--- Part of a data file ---
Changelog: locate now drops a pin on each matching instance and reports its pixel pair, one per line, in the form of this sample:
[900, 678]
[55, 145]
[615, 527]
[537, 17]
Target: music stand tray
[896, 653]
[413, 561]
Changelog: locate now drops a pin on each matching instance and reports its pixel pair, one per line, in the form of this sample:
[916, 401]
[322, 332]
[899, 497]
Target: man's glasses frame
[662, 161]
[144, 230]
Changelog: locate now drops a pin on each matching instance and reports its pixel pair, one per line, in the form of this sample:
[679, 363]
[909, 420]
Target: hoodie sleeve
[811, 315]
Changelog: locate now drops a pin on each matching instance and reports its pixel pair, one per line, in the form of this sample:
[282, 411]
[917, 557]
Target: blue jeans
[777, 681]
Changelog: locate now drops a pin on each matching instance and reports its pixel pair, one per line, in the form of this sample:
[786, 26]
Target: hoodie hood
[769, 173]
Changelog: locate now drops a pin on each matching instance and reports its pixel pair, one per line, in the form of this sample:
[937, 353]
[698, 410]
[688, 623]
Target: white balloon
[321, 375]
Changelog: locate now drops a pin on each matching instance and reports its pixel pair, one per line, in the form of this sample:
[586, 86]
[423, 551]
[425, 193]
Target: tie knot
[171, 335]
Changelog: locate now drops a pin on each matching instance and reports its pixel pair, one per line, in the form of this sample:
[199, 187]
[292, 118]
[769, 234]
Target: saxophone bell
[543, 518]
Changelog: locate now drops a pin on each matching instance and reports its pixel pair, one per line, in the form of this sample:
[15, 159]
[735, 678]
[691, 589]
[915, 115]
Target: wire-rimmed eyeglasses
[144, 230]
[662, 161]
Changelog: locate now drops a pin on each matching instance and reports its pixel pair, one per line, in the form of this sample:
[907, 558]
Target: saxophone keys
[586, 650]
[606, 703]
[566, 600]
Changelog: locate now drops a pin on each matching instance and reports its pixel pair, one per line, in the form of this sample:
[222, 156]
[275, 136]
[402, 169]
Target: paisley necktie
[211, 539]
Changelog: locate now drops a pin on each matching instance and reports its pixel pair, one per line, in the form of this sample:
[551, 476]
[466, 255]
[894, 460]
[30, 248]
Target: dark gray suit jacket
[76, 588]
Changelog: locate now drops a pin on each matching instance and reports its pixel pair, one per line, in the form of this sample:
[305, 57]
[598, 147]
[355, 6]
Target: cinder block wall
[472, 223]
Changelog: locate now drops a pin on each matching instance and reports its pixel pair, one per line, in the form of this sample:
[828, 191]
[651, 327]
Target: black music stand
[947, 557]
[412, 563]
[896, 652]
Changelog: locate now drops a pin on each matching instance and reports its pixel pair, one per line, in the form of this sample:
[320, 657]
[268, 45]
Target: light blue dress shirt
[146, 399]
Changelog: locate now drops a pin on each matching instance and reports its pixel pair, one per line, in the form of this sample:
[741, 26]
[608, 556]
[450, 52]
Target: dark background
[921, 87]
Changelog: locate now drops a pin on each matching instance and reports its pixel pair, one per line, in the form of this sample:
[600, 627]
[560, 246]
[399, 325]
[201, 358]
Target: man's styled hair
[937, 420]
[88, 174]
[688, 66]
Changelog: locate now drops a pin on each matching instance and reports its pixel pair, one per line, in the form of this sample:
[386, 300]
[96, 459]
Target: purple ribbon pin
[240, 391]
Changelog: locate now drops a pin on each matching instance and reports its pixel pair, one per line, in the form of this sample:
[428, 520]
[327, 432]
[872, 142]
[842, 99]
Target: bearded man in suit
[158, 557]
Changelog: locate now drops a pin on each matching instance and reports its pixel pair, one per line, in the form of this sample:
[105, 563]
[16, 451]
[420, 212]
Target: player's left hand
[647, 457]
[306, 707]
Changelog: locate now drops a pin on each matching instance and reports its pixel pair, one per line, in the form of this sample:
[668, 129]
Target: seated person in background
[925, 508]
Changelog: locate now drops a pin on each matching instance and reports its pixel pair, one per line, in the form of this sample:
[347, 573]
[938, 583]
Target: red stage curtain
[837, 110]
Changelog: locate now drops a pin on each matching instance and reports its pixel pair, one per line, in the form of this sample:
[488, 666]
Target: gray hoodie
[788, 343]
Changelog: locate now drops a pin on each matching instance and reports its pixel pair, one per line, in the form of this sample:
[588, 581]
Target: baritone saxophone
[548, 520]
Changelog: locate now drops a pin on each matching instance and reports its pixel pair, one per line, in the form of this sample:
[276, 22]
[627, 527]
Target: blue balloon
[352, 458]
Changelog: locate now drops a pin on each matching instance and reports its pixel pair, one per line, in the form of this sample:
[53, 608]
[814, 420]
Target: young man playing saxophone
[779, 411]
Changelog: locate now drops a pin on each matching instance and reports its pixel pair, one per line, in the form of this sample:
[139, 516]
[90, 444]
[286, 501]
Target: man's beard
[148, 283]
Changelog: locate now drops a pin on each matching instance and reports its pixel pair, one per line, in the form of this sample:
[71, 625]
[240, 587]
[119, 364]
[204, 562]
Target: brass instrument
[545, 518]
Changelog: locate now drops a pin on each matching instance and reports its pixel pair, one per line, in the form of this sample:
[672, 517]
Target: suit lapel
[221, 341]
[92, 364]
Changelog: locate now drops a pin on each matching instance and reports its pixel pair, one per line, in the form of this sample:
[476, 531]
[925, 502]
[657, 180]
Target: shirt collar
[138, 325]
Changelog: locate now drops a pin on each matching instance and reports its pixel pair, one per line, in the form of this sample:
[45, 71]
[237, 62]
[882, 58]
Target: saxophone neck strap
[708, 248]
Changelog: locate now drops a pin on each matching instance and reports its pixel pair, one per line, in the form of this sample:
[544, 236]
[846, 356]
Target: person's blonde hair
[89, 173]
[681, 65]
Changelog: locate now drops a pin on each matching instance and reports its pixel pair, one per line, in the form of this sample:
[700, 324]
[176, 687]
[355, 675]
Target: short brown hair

--- Written exercise ---
Extract each record, keeping it identical to the original.

--- Exercise output ---
Changelog: locate now drops a pin on each matching instance and reports its pixel pair, one per line, in the form of this sample:
[900, 678]
[55, 145]
[615, 527]
[537, 17]
Target: music stand tray
[896, 653]
[413, 561]
Changelog: locate now drops a pin on each matching instance and reports its pixel pair, one per line, in the form of this sample:
[916, 401]
[322, 332]
[899, 497]
Target: man's glasses frame
[662, 161]
[144, 230]
Changelog: locate now drops a pin on each matching instance and reports its pixel pair, one per line, in the form of this sample:
[679, 363]
[909, 420]
Target: hoodie sleeve
[811, 315]
Changelog: locate now drops a pin on each matching instance and reports its pixel pair, one per line, in the form of this sample:
[282, 411]
[917, 557]
Target: blue jeans
[777, 681]
Changelog: locate now drops a pin on each matching instance and reports its pixel pair, one per line, in the form of this sample:
[786, 26]
Target: hoodie hood
[769, 173]
Changelog: locate now drops a pin on each matching instance and reports its pixel pair, one per line, in the form of this sample:
[937, 353]
[698, 410]
[688, 623]
Target: white balloon
[321, 375]
Changelog: locate now drops a pin on each matching instance and reports its pixel pair, one per line, in the form of this sample:
[586, 86]
[423, 551]
[425, 193]
Target: tie knot
[171, 335]
Changelog: locate now drops a pin on each matching instance and reports its pixel pair, one per line, in the form of this sample:
[199, 187]
[292, 118]
[769, 234]
Target: saxophone bell
[543, 518]
Changelog: locate now drops a pin on each matching instance and reports its pixel pair, one per line, in the form of this sample:
[15, 159]
[735, 678]
[691, 589]
[915, 115]
Target: wire-rimmed eyeglasses
[144, 230]
[662, 161]
Changelog: locate now drops a pin on each matching instance and reports its pixel pair, one per line, in the form of this sample:
[907, 558]
Target: saxophone keys
[586, 650]
[606, 703]
[566, 600]
Changelog: locate now drops a pin on each matching instance and reports its pixel pair, one per line, in the form of this sample:
[222, 156]
[275, 136]
[402, 169]
Target: paisley necktie
[211, 539]
Changelog: locate now drops a pin on each matching instance and reports its pixel pair, one per line, in the form of this sample:
[551, 476]
[466, 255]
[894, 460]
[30, 248]
Target: dark gray suit jacket
[76, 588]
Changelog: locate now drops a pin on each matching instance and reports its pixel pair, one per line, in the form of this sample:
[305, 57]
[598, 147]
[355, 6]
Target: cinder block wall
[472, 223]
Changelog: locate now drops a pin on each matching instance and reports its pixel pair, one per line, in the form of this sample:
[828, 191]
[651, 327]
Target: black music stand
[947, 557]
[412, 563]
[896, 652]
Changelog: locate now drops a pin on each matching instance and reports its pixel pair, one per line, in the form of this sample:
[320, 657]
[268, 45]
Target: light blue dress shirt
[146, 399]
Changelog: locate now drops a pin on each matching instance and reports its pixel pair, one per line, in the form of this sample:
[741, 26]
[608, 556]
[450, 52]
Target: dark background
[921, 87]
Changelog: locate now drops a pin on each matching instance and reports its pixel pair, one per line, in the form of this sample:
[600, 627]
[560, 246]
[399, 325]
[201, 358]
Target: man's styled hair
[937, 420]
[88, 174]
[688, 66]
Changelog: locate now drops a pin on each matching instance and reports its pixel pair, one per line, in the form of this sample:
[386, 300]
[96, 459]
Target: purple ribbon pin
[240, 391]
Changelog: locate now drops a pin on each matching instance and reports its pixel pair, one per line, in the form of this sample:
[428, 520]
[327, 432]
[872, 142]
[842, 99]
Target: bearded man in suit
[158, 557]
Changelog: locate now drops a pin on each matching instance and reports its pixel pair, one per line, in the form of this sample:
[105, 563]
[16, 451]
[420, 212]
Target: player's left hand
[647, 457]
[306, 707]
Changelog: locate now drops a pin on each matching instance and reports its pixel pair, one per line, in the form of this sample:
[668, 129]
Target: seated person in background
[925, 508]
Changelog: locate now drops a pin on each matching instance and reports its pixel pair, one per line, in the form of this sample:
[347, 573]
[938, 583]
Target: red stage curtain
[837, 110]
Changelog: locate now drops a pin on each matching instance and reports its pixel pair, one per line, in the form of this sample:
[488, 666]
Target: gray hoodie
[788, 343]
Changelog: locate now drops a pin on each matching instance and reports its pixel pair, one per line, in the form of this sample:
[588, 581]
Target: baritone saxophone
[548, 520]
Changelog: locate now drops a pin on each matching instance and reports its pixel pair, one per line, in the form of this sample:
[276, 22]
[627, 527]
Target: blue balloon
[352, 458]
Changelog: locate now drops a pin on each matching instance and reports its pixel pair, one per line, in the form of this sample:
[53, 608]
[814, 420]
Target: young man playing saxophone
[779, 411]
Changelog: locate now drops a pin on each matching instance and reports its pixel pair, one per line, in the form of this sample:
[139, 516]
[90, 444]
[286, 501]
Target: man's beard
[148, 283]
Changelog: locate now drops a pin on each matching instance and reports its pixel pair, one per line, in the form of this sample:
[71, 625]
[240, 587]
[119, 364]
[204, 562]
Target: brass instrument
[545, 518]
Changelog: locate now drops a pin on each matching instance and reports its pixel pair, one per line, in the form of this sample:
[672, 517]
Target: suit lapel
[221, 341]
[92, 364]
Changelog: locate now drops a pin on each matching instance and reports its pixel pair, one per line, in the form of this sample:
[476, 531]
[925, 502]
[657, 180]
Target: shirt collar
[138, 325]
Changelog: locate now drops a pin on each matching instance and reports its pixel pair, one per line, in the form of this sample:
[45, 71]
[237, 62]
[882, 58]
Target: saxophone neck strap
[708, 248]
Changelog: locate now drops a pin on each matching instance and reports its pixel pair, one per line, in the form of this sample:
[544, 236]
[846, 356]
Target: person's blonde hair
[89, 173]
[681, 65]
Changelog: locate now drops a pin on each matching instance and reports its pixel pair, one per line, in the form of this sample:
[700, 324]
[176, 687]
[355, 675]
Target: short brown hair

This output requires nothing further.